# Actions à effectuer
**a)** D'après la critique d'album, quel morceau conclut le disque ?
**b)** Recopiez fidèlement le passage de la critique d'album qui commence à « Contrairement à il » et s'achève sur « du Folk/Gospel américain. ».

Ce début d'album ressemble beaucoup à celui de Winter, sauf que là, après deux morceaux très bons, Oceans of Slumber ne va pas foutre son disque en l'air avec une reprise bancale qui n'avait rien à faire là et des morceaux de pop-atmo sirupeux complètements nuls et remplis de clichés, At Dawn démarrera tranquillement, délicatement, avant une bonne grosse injection d'éléments Black Metal dans un Doom/Death progressif superbement lourd et massif (Howl Of The Rougarou comprendra également quelques sonorités Black/Death), où les vocalises de Gilbert parviendront à se frayer un passage dans l'obscurité, et comme s'il fallait contrebalancer immédiatement, le titre éponyme The Banished Heart sera un vrai bijou de Metal gothique atmosphérique finement orchestré et qui va prendre le temps de poser ses atmosphères, on pourra objecter que c'est peut-être un poil trop long, surtout qu'il sera suivit d'une interlude un peu inutile qui sert d'ouverture à un Etiolation qui évoluera comme un vrai morceau de Death mélodique, un morceau qui fonctionne un peu comme un duo avec A Path To Broken Stars, ce dernier ajoutant un riffing un peu plus intriqué et dense et des arrangements électroniques.

Contrairement à il y a deux ans, Oceans of Slumber n'a pas plombé son disque avec une longue plage atmosphérique indigeste en plein milieu de l'album, cette plage atmosphérique sera ici placée en fin de disque, et elle ne sera pas indigeste du tout, il faut dire que sur No Color, No Light, Oceans of Slumber s'est offert les services du roi du Progressif déprimant en la personne de Tom Englund, l'album se conclura d'ailleurs de fort belle et délicate manière sur un Wayfaring Stranger qui est une variation d'un classique du Folk/Gospel américain.

# Enregistrements de données
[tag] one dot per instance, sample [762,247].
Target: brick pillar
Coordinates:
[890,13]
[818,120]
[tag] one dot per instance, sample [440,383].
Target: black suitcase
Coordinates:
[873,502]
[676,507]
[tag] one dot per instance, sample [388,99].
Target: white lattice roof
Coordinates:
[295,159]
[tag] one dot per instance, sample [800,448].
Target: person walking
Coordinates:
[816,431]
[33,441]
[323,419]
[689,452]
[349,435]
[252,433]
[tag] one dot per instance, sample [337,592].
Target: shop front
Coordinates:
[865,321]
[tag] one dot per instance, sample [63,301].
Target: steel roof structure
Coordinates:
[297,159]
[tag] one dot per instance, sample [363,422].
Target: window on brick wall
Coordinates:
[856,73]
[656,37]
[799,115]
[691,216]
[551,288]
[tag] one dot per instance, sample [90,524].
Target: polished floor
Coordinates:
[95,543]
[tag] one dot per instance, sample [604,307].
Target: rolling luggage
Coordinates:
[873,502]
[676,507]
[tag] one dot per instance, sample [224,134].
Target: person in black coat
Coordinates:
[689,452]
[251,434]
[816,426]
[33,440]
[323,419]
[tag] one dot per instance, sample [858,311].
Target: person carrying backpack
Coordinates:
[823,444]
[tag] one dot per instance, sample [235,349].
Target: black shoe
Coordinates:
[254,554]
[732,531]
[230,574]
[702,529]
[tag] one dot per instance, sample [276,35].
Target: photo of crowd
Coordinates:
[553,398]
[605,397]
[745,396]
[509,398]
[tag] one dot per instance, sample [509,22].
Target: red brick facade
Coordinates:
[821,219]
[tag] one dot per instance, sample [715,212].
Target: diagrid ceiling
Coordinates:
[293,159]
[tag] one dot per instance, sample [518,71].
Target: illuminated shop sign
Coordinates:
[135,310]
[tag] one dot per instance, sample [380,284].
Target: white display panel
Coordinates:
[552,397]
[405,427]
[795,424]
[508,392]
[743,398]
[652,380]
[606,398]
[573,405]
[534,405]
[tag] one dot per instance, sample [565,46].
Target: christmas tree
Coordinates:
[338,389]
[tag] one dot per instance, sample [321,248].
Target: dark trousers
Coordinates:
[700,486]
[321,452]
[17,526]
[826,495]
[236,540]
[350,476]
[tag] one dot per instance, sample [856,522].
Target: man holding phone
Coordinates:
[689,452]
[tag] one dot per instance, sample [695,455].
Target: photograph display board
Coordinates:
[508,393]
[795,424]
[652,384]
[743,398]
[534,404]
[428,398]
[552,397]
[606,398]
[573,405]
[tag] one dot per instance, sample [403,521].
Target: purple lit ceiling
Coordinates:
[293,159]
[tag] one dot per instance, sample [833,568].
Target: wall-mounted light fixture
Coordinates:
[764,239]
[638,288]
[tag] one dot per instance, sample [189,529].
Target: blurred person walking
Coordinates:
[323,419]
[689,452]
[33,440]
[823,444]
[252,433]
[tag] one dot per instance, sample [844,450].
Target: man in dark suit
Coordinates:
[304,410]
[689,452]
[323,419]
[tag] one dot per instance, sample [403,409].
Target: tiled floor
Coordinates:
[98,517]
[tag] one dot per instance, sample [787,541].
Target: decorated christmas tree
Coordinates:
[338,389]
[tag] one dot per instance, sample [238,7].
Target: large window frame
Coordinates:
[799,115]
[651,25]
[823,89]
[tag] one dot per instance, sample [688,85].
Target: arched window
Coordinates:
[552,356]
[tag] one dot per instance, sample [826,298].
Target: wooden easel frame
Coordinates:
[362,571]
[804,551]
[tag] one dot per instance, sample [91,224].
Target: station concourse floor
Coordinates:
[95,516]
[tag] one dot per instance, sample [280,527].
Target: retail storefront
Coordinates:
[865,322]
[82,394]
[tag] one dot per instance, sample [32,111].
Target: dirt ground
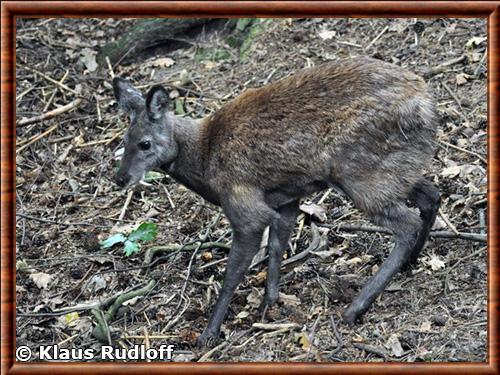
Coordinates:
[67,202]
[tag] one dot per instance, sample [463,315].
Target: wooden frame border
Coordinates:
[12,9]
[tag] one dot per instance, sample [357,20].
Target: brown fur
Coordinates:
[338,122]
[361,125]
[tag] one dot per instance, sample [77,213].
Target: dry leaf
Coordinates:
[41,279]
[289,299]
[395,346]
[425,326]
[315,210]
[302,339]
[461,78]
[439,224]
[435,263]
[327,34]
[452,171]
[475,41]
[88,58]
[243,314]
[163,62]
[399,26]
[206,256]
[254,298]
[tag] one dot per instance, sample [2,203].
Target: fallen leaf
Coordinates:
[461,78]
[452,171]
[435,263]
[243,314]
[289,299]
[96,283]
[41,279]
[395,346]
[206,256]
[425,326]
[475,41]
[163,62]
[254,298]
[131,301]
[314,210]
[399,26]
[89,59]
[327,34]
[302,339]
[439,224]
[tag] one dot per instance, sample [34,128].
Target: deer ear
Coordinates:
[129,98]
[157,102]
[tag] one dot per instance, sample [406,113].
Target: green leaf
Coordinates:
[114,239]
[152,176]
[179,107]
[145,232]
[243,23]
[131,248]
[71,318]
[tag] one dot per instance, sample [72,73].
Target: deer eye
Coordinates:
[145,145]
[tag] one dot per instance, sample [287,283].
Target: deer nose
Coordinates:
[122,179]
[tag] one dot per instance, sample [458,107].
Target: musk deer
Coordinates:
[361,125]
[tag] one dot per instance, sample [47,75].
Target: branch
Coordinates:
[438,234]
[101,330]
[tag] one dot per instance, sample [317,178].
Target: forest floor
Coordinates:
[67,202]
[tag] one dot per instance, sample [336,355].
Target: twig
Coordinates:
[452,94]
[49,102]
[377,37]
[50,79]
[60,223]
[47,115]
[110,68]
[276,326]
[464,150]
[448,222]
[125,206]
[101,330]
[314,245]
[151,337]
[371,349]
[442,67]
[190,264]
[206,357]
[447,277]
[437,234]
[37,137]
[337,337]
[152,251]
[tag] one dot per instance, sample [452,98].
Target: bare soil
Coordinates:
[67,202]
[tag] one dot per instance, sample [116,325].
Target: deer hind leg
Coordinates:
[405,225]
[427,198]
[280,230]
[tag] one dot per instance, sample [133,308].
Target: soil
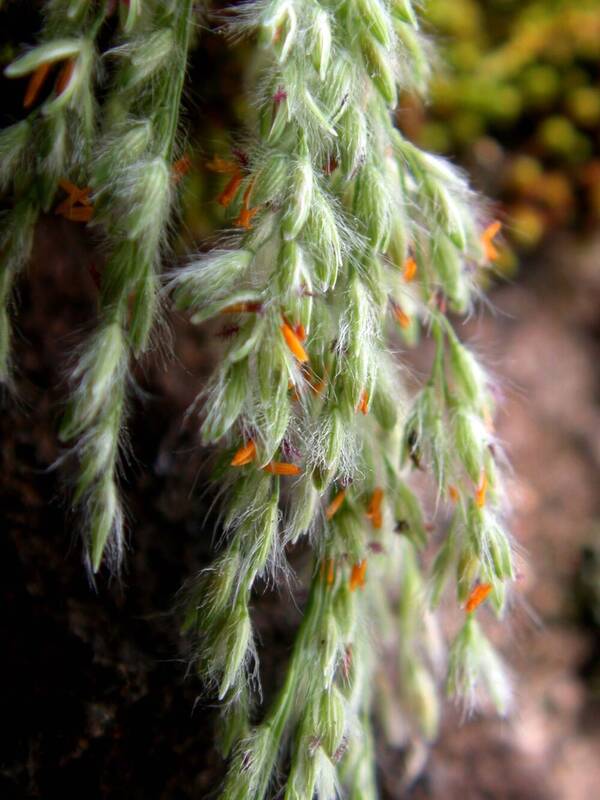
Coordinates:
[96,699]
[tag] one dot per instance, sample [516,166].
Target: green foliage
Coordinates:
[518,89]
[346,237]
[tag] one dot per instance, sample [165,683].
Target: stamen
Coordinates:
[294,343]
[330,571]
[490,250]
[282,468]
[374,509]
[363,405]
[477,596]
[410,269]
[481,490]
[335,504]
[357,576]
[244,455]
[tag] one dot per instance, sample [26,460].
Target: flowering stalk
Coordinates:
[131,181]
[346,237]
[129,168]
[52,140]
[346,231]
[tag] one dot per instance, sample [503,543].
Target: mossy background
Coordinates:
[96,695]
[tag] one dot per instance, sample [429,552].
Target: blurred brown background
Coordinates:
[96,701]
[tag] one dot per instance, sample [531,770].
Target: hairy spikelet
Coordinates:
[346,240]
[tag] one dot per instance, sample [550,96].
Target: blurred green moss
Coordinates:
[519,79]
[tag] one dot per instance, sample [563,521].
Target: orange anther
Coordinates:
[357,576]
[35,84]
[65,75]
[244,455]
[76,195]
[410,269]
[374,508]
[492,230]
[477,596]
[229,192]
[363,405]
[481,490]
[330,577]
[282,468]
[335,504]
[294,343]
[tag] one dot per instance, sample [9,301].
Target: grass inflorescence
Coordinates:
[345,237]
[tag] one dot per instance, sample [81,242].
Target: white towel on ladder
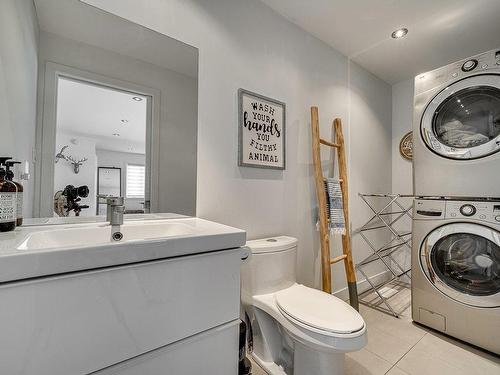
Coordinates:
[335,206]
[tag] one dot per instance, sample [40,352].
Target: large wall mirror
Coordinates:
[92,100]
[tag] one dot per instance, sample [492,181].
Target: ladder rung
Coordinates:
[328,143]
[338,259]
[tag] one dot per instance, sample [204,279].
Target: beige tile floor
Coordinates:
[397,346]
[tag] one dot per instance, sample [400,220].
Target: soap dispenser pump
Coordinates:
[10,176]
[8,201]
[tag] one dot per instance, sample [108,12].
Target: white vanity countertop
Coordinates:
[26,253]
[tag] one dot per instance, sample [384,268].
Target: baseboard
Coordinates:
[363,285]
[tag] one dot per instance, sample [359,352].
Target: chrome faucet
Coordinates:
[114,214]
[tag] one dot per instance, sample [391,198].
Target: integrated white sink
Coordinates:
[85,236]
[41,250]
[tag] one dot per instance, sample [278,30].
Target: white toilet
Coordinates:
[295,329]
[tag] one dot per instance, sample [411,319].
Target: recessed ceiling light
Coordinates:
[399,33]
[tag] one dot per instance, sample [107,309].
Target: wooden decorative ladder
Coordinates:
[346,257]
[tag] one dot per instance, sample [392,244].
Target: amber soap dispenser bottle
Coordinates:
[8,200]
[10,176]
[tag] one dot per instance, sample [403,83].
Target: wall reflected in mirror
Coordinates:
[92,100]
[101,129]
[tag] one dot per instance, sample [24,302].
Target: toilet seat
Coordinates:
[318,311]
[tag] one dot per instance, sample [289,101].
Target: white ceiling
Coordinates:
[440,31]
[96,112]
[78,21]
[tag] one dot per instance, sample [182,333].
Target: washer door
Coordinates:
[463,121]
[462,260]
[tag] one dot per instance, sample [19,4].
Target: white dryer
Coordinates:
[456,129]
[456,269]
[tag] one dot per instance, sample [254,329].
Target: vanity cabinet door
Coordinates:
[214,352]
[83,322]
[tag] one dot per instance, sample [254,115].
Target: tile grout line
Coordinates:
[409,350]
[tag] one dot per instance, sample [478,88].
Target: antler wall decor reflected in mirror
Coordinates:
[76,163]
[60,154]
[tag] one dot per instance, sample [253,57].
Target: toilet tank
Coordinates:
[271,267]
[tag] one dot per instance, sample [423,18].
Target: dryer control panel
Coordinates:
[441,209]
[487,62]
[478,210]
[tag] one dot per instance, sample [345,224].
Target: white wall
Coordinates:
...
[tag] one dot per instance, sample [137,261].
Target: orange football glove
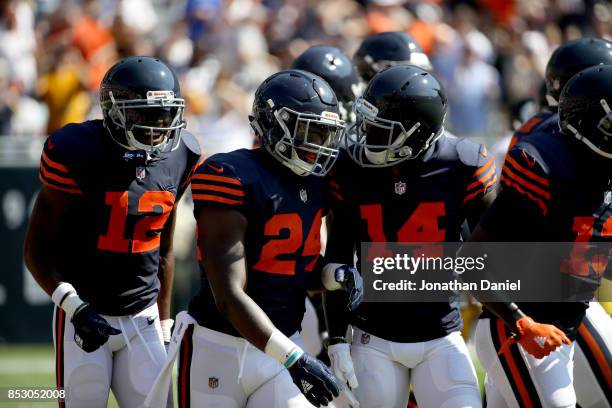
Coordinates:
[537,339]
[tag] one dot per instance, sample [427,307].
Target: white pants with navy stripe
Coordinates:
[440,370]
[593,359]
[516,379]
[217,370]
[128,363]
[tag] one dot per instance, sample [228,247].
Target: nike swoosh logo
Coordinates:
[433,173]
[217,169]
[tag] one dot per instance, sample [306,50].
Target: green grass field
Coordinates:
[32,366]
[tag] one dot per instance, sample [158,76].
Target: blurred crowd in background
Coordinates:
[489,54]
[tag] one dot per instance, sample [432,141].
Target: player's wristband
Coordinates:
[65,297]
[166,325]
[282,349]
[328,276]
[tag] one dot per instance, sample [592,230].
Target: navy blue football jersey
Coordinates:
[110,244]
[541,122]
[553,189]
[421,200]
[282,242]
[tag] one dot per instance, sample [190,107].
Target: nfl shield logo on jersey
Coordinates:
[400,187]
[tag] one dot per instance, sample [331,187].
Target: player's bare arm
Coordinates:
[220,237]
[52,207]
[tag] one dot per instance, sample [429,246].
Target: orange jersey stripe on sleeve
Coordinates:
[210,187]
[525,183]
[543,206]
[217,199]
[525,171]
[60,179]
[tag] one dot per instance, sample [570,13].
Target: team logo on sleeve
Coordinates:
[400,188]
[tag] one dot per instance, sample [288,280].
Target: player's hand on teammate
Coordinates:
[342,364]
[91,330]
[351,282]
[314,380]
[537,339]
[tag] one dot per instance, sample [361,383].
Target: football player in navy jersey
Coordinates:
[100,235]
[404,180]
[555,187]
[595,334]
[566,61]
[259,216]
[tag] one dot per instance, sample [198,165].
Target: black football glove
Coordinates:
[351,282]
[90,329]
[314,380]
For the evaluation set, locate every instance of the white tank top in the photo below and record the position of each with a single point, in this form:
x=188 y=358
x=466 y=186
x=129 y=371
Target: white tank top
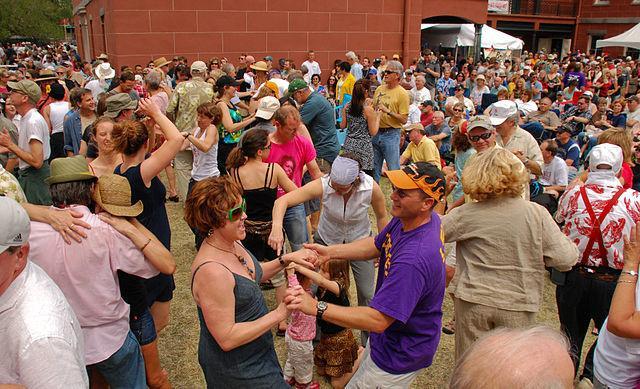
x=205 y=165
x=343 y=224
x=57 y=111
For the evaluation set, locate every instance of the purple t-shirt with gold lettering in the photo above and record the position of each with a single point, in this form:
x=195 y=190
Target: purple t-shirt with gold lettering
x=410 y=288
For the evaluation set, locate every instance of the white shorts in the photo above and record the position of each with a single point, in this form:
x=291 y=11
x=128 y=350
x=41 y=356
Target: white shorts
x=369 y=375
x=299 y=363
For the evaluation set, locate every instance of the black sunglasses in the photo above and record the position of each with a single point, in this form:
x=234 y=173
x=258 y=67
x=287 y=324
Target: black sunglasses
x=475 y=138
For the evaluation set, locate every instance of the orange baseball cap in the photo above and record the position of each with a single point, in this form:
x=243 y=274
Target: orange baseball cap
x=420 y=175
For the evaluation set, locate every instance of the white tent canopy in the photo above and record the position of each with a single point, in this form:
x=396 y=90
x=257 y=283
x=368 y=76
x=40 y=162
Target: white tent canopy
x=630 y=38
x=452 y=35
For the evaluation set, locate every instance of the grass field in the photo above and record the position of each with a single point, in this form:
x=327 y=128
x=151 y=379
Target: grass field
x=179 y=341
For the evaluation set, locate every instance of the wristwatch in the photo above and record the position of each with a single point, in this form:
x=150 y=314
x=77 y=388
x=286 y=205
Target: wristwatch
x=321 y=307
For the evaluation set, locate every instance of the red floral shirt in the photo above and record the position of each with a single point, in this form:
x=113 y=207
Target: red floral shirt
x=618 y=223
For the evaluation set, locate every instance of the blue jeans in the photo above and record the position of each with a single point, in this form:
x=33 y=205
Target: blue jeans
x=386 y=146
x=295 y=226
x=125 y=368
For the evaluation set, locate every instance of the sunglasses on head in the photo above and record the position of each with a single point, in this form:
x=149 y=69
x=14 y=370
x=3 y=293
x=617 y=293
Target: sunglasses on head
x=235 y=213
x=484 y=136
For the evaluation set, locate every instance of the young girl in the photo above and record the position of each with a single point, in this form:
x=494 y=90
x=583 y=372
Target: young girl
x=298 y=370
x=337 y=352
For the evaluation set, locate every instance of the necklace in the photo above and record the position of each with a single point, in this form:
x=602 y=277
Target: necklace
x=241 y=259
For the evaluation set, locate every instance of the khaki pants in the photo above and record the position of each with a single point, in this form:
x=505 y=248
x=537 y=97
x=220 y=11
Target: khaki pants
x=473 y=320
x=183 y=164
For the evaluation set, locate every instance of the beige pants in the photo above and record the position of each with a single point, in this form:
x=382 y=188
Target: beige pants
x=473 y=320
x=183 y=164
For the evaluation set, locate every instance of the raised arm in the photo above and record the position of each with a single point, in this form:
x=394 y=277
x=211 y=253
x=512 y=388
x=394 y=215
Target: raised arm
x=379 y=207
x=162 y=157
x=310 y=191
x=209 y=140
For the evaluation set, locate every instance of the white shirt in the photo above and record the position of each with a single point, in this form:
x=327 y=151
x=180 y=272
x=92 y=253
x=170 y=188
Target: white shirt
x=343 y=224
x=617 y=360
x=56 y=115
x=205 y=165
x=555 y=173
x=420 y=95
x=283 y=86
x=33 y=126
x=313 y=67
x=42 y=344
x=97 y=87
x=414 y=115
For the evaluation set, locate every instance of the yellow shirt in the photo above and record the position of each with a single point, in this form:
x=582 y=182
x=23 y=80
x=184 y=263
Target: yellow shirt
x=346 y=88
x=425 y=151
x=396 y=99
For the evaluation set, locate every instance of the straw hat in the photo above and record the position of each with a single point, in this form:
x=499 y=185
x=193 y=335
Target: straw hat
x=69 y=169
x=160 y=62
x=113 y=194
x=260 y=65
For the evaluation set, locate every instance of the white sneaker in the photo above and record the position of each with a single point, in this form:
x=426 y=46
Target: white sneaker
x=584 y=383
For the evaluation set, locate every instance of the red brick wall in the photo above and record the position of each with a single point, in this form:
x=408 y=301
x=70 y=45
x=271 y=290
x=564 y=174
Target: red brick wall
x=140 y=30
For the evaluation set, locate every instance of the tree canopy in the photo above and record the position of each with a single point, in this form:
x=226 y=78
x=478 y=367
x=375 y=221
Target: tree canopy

# En réponse
**a)** Wayfaring Stranger, une variation d'un classique du Folk/Gospel américain.

**b)**
Contrairement à il y a deux ans, Oceans of Slumber n'a pas plombé son disque avec une longue plage atmosphérique indigeste en plein milieu de l'album, cette plage atmosphérique sera ici placée en fin de disque, et elle ne sera pas indigeste du tout, il faut dire que sur No Color, No Light, Oceans of Slumber s'est offert les services du roi du Progressif déprimant en la personne de Tom Englund, l'album se conclura d'ailleurs de fort belle et délicate manière sur un Wayfaring Stranger qui est une variation d'un classique du Folk/Gospel américain.